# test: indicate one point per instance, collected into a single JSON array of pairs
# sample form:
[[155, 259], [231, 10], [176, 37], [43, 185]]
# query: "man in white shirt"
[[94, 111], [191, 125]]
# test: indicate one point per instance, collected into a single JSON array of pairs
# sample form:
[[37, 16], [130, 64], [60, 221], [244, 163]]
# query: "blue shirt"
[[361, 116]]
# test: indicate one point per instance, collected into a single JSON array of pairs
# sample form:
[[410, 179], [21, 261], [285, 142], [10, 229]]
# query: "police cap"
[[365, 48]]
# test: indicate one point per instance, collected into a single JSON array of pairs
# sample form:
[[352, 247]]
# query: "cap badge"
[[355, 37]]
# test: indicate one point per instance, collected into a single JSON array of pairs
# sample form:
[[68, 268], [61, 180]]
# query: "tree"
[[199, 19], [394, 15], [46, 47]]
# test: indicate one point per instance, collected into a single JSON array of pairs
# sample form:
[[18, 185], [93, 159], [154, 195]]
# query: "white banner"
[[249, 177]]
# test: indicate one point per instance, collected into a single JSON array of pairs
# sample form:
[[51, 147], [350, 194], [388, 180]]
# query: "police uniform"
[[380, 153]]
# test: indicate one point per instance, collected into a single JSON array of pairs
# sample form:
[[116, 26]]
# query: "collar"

## GIVEN INSTRUCTION
Type out all of the material again, word for word.

## TASK RESULT
# test: indicate one point per instance, collected into a single JSON array of pairs
# sample form:
[[155, 259], [231, 10], [176, 37], [43, 185]]
# query: "man in white shirt"
[[94, 111], [191, 125]]
# test: indicate one point per instance, collected into a single JSON array of pairs
# sample form:
[[37, 16], [130, 64], [60, 221], [244, 163]]
# query: "blue shirt"
[[361, 116]]
# test: indicate one point per instance, collected into a single JSON array of pairs
# sample form:
[[410, 179], [21, 261], [285, 142], [10, 229]]
# query: "police cap"
[[365, 48]]
# test: indicate one point per instance, collected into a single JSON array of pairs
# sample form:
[[352, 247]]
# query: "cap badge"
[[355, 37]]
# test: indicate one point per instance, collected into a single JSON array of pairs
# sample form:
[[68, 268], [61, 180]]
# query: "tree"
[[199, 19], [394, 15], [46, 47]]
# test: indicate one point per instance, collected into a single JSON array of pairs
# sample form:
[[18, 185], [93, 159], [154, 195]]
# query: "white banner"
[[249, 177]]
# test: indicate one point per instance, collected into a single JSON array of pairs
# sample form:
[[51, 147], [350, 194], [388, 180]]
# query: "police uniform"
[[380, 153]]
# test: indicate one point per instance, collected into a single JSON array of pairs
# sample form:
[[116, 26]]
# query: "collar"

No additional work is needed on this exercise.